Extract each of the lines below that contains the string "image", copying every such line in full; the match is case-sensitive.

Data to process >>
--------------------------------------------------

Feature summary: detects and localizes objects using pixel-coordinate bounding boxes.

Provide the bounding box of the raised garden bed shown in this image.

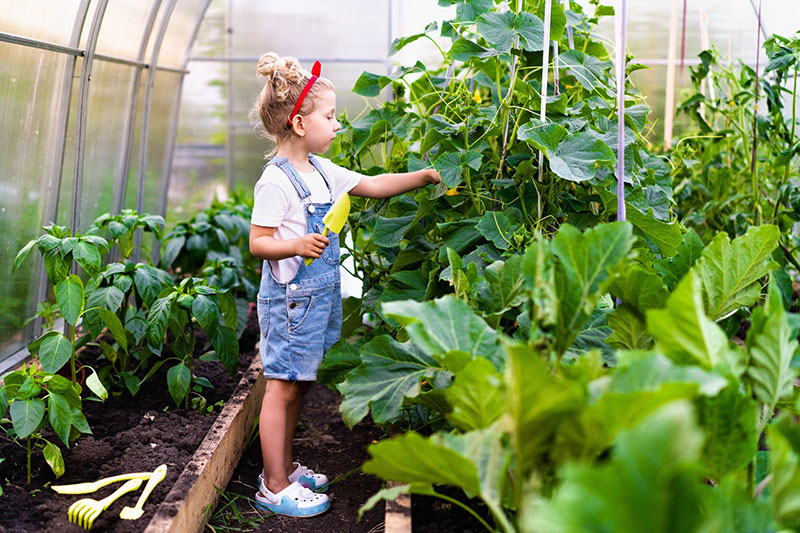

--------------------------------------------------

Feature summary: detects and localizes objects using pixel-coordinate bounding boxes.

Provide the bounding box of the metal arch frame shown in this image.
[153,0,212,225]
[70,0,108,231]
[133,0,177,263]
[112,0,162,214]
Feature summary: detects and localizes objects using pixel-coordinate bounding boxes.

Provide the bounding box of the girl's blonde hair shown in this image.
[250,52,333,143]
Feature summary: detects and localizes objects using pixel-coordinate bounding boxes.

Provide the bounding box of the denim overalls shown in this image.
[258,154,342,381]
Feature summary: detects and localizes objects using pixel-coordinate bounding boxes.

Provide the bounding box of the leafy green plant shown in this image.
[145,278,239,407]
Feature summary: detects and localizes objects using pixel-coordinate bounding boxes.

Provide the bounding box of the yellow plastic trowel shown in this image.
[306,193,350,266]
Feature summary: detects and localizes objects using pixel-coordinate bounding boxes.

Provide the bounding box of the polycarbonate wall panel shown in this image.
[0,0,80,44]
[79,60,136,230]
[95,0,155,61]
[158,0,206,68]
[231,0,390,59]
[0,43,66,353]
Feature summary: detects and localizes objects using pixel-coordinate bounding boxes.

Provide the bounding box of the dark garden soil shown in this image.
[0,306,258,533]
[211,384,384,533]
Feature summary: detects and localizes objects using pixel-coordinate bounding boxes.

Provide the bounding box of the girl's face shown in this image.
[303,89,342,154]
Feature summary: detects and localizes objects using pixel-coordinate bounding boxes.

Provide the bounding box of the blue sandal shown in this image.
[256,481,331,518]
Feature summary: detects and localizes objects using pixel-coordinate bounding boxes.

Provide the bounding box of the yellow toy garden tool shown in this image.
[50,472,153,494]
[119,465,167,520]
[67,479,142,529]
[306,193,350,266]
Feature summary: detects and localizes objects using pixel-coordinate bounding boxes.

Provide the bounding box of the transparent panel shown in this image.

--------------------------------------------------

Correct result >>
Provide the bounding box of the raised garden bed shown in this image.
Provide the bounding box of the metal arch frame shown in this image.
Provide the bounding box of the girl's blonde hair shown in this image.
Provide the bounding box of the denim overalls shown in this image.
Provide the bounding box of the leafy green plant shown in this image.
Provide the bounding box of the yellow plastic trowel shown in this image.
Provide the bounding box of the polycarbonate wall panel shown in this image.
Provide the bounding box of the dark garden soil shown in this image.
Provide the bounding box of the girl's face shown in this image.
Provide the bounding box of the blue sandal shown in this image.
Provide the bounding box of the yellow toy garden tool shown in this image.
Provide the bounding box of the transparent panel shown in this image.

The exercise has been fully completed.